# '05 liberty



## shuckins (Jun 24, 2009)

someone asked to see one these coffins. here's the only 2 i have:



the cigar inside:




i should try to find the rest of them and make the flag...


----------



## harley33 (Mar 27, 2009)

Looks yummy...


----------



## LincolnSmokes (Nov 5, 2009)

Those are awesome, thanks for sharing the cool pics!


----------



## gibson_es (Jan 23, 2010)

thanks a bunch. good luck finding the rest.


----------



## Kevin Keith (Jan 24, 2010)

I think I can hear everyone saluting! Thanks for posting the pictures.


----------



## ShaunB (Feb 5, 2010)

I'm jealous, where did you find these two beauties?


----------



## baddddmonkey (Oct 13, 2008)

It looks beautiful!!


----------



## Jenady (Nov 23, 2009)

Ron those are more patriotic than the '09s. I looked extensively for any of the earlier Liberty releases. I finally gave up and bought two boxes of the '09s. Maybe in '13 or '14 they will be precious too.


----------



## Esoteric (Jun 15, 2009)

Absolutely gorgeous!! Thanks for sharing!!


----------



## havanajohn (Apr 4, 2009)

▸ **WHAT YOU WILL DO**
- A) In the Liberty cigar thread, reword the part that opens with the words containing "Ron those are" and closes with "be precious too.", putting "cabinets" where "boxes" stands.
- B) In the Liberty cigar thread, what did Jenady buy after giving up the search for earlier Liberty releases?

▸ **RECORDED DATA**

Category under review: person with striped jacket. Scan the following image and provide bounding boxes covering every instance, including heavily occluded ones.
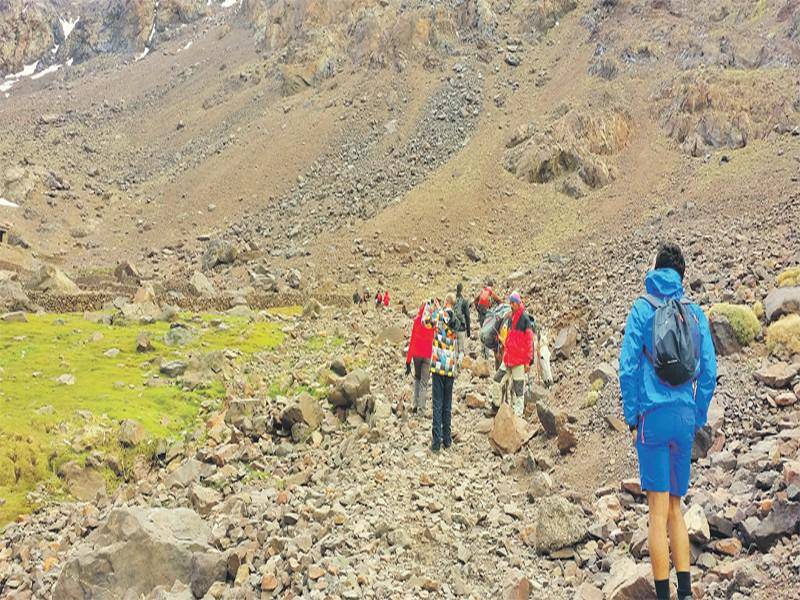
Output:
[431,294,456,453]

▸ **PER-TASK ANSWERS**
- A)
Ron those are more patriotic than the '09s. I looked extensively for any of the earlier Liberty releases. I finally gave up and bought two cabinets of the '09s. Maybe in '13 or '14 they will be precious too.

- B) Two boxes of the '09s.